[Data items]
┌──

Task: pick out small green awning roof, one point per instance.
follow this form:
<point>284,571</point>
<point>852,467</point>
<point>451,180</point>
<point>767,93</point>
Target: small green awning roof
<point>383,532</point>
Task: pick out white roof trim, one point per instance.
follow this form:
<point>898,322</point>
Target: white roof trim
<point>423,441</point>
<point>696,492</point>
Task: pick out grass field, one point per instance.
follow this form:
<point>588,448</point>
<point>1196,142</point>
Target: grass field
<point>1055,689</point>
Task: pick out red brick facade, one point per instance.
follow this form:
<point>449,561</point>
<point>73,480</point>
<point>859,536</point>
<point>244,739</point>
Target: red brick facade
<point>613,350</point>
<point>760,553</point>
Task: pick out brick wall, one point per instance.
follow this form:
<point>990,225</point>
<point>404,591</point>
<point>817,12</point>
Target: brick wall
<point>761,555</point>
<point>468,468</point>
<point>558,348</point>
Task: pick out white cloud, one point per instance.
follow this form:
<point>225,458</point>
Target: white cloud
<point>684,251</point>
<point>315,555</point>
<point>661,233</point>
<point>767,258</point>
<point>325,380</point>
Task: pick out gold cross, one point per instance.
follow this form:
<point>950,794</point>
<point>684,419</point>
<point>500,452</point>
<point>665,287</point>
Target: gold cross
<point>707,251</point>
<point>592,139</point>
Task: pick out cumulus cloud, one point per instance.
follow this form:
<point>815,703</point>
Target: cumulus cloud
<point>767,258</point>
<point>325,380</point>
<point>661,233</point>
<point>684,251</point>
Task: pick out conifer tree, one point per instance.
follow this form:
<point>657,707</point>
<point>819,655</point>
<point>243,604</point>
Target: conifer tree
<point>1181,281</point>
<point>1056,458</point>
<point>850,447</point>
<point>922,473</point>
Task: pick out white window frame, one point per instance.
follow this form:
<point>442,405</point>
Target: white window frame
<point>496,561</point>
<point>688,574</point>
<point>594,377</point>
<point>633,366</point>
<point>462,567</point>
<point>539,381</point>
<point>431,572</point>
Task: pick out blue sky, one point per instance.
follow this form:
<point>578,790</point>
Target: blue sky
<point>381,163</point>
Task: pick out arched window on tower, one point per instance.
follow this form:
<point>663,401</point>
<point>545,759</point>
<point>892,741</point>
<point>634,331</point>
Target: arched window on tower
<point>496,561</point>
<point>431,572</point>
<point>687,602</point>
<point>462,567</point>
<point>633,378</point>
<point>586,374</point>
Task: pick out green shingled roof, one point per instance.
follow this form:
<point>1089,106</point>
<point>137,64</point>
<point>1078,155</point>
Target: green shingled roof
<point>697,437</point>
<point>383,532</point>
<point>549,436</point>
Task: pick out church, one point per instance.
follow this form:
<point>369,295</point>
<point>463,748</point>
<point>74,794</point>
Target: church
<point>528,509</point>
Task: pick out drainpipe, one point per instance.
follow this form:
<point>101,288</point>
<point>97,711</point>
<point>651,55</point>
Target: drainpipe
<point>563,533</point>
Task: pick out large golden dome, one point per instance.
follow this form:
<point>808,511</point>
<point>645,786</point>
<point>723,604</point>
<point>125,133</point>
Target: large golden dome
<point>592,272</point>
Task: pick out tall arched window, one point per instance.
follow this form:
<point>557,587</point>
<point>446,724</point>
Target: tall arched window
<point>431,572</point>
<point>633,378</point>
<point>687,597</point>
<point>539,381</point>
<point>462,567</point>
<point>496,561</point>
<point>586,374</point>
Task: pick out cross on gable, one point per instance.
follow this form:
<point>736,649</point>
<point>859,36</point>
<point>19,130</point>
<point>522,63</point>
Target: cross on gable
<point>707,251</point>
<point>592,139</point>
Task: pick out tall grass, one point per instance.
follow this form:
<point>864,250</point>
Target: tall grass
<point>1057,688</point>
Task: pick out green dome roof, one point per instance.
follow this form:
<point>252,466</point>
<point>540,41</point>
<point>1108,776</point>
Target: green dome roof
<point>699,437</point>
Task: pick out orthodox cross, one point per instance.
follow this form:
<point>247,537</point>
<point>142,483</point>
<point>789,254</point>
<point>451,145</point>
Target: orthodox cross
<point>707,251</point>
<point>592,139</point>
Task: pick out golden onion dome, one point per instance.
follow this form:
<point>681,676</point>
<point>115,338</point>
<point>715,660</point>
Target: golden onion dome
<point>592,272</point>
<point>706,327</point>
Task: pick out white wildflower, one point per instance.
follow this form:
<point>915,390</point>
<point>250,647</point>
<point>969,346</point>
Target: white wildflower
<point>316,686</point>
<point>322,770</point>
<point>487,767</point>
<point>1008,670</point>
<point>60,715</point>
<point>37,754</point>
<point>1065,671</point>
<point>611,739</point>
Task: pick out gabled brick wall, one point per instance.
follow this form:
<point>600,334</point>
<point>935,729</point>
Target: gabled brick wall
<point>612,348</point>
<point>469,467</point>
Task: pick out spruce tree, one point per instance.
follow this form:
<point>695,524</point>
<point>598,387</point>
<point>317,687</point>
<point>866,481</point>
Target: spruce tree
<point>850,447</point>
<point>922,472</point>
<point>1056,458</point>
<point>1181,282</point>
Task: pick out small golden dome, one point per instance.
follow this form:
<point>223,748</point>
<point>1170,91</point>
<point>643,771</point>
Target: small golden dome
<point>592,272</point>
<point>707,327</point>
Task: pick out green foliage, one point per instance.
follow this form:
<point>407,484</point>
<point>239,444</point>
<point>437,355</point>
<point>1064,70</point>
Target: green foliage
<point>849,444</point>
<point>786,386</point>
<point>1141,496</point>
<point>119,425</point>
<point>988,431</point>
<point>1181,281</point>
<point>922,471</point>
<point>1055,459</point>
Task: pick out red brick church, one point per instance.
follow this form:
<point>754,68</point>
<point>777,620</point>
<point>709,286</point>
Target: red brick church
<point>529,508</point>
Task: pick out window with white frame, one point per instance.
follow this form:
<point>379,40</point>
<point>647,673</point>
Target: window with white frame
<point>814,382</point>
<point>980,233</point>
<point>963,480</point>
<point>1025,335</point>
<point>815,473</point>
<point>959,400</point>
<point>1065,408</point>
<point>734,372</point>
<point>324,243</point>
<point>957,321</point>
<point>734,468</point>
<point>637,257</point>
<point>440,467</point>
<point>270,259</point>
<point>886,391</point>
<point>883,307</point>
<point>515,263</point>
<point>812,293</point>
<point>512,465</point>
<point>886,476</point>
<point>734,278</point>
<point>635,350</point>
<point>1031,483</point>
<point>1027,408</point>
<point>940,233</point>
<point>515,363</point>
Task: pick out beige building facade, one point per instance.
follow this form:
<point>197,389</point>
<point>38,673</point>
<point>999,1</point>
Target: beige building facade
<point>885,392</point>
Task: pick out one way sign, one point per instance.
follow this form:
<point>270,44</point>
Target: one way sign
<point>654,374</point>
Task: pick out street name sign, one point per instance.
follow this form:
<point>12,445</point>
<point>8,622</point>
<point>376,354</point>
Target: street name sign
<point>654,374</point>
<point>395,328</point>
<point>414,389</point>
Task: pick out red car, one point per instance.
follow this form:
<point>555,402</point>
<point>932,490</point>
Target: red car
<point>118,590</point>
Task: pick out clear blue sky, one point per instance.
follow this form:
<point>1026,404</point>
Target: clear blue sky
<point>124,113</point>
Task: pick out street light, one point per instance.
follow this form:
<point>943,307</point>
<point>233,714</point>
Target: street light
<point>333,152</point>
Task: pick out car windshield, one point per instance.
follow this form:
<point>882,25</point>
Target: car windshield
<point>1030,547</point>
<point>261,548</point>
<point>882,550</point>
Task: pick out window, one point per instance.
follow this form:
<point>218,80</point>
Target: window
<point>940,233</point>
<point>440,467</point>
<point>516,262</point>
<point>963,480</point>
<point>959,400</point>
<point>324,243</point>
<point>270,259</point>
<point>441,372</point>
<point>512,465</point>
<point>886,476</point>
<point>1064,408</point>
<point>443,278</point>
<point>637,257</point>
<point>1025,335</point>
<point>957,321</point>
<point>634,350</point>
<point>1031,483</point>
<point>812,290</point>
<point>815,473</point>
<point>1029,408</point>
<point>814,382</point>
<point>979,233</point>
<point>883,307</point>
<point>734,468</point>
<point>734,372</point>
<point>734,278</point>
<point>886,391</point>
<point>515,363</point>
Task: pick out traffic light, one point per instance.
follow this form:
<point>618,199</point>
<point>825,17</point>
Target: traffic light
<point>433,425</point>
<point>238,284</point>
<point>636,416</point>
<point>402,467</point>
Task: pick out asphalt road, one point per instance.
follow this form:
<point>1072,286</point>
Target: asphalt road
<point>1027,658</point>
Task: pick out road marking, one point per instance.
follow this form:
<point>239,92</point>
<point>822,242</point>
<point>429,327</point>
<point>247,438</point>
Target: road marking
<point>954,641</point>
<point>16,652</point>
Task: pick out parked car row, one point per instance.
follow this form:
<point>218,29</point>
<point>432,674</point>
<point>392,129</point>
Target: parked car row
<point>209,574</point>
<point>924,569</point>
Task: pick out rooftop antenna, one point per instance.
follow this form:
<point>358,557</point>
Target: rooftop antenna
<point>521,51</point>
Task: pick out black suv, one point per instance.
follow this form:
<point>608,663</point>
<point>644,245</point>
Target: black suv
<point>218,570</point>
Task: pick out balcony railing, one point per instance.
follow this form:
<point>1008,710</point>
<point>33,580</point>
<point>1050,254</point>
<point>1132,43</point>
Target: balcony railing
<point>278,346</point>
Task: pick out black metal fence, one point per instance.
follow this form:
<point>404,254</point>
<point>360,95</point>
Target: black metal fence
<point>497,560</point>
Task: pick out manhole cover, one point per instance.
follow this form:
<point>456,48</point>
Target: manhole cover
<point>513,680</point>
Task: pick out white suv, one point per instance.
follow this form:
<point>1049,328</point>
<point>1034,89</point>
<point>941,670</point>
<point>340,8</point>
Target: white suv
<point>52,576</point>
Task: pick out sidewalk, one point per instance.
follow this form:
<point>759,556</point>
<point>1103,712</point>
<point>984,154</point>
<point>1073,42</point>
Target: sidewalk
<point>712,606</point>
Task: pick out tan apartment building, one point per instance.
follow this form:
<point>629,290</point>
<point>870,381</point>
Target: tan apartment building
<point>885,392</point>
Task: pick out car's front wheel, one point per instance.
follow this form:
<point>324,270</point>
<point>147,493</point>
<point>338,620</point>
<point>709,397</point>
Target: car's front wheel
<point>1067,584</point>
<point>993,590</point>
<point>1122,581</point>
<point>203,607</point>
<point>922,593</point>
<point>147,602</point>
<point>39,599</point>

└──

> [What to do] Rewrite the material from the line with "Task: pick out balcony" to the line with "<point>278,346</point>", putting "balcony guardrail" wherever "balcony railing" appears and leaving everything else as it is.

> [Complete answer]
Task: pick out balcony guardrail, one point per instance.
follow this form:
<point>1008,710</point>
<point>33,580</point>
<point>1050,254</point>
<point>1132,43</point>
Target: balcony guardrail
<point>278,346</point>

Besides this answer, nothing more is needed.